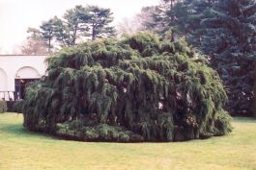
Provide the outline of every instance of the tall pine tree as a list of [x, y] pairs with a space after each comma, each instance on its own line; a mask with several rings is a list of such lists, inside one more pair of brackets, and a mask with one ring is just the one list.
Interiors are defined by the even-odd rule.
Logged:
[[202, 50], [228, 89], [231, 113], [250, 112], [253, 97], [253, 61], [256, 41], [256, 3], [253, 0], [219, 0], [204, 19]]

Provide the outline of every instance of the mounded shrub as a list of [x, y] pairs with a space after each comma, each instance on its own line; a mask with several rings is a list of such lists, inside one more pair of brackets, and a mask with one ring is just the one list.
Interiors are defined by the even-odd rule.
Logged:
[[0, 113], [7, 111], [7, 103], [6, 101], [0, 101]]
[[231, 132], [218, 74], [151, 33], [61, 50], [26, 88], [24, 126], [85, 141], [181, 141]]

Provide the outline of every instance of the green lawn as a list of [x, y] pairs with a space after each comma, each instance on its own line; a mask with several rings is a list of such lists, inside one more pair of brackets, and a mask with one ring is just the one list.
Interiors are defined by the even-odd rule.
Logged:
[[0, 114], [1, 170], [256, 170], [256, 120], [235, 118], [226, 136], [179, 143], [87, 143], [27, 132], [22, 115]]

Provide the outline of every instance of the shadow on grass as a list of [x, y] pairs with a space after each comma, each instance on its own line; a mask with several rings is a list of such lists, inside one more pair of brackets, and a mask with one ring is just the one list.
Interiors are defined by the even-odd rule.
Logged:
[[256, 123], [256, 119], [253, 117], [233, 117], [233, 122], [238, 123]]
[[47, 134], [29, 132], [20, 124], [1, 125], [0, 132], [8, 135], [14, 135], [15, 137], [20, 137], [20, 138], [37, 137], [37, 138], [58, 140], [58, 138], [49, 135]]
------------------------------
▶ _Task statement_: Please update the material above by changing "Logged" to "Recorded" everywhere it occurs, leaving all other text untouched and omitting the pictures.

▶ _The reply_:
Provide the outline of every instance of the tall pine tree as a list of [x, y] pairs with a space after each comma, each instance on its own line; a mask with several rings is a list of such lists, inside one more pair of brackets, and a mask with one ring is just the one list.
Interiors are defined by the even-odd rule.
Recorded:
[[202, 50], [228, 89], [231, 113], [250, 112], [253, 97], [253, 61], [256, 41], [256, 3], [253, 0], [219, 0], [204, 19]]

Provide the outline of every instance of the mounded shrub as a list of [x, y] pairs with a space after each comma, each instance on its own line; a mask with several rings is a list of such lists, inside one more pair of brackets, and a mask with one ring is just the one list.
Interiors are defined by the even-odd rule.
Recorded:
[[0, 113], [7, 111], [7, 103], [6, 101], [0, 101]]
[[231, 132], [218, 74], [151, 33], [61, 50], [26, 88], [24, 126], [85, 141], [181, 141]]

Provide the outline of every instance of the green lawn as a list of [x, y] pairs with a space after each comma, each instance on its own line; a mask with several rings is a list of such lists, inside one more pair of brackets, and a mask with one ring is just the one list.
Interiors are defined by the even-odd rule.
Recorded:
[[0, 114], [1, 170], [256, 170], [256, 120], [235, 118], [226, 136], [179, 143], [87, 143], [27, 132], [22, 115]]

Provide the outline of every instance of the shadow on grass as a list of [x, y] pairs with a space after each comma, each instance on its own line; a mask with several rings is a list of such lists, inside one more pair of brackets, and a mask with one ring is just the one list.
Interiors are defined by the even-odd rule.
Recorded:
[[256, 123], [256, 119], [253, 117], [233, 117], [233, 122], [238, 123]]
[[47, 134], [29, 132], [20, 124], [1, 125], [0, 132], [8, 135], [14, 135], [15, 137], [20, 137], [20, 138], [37, 137], [37, 138], [58, 140], [58, 138], [49, 135]]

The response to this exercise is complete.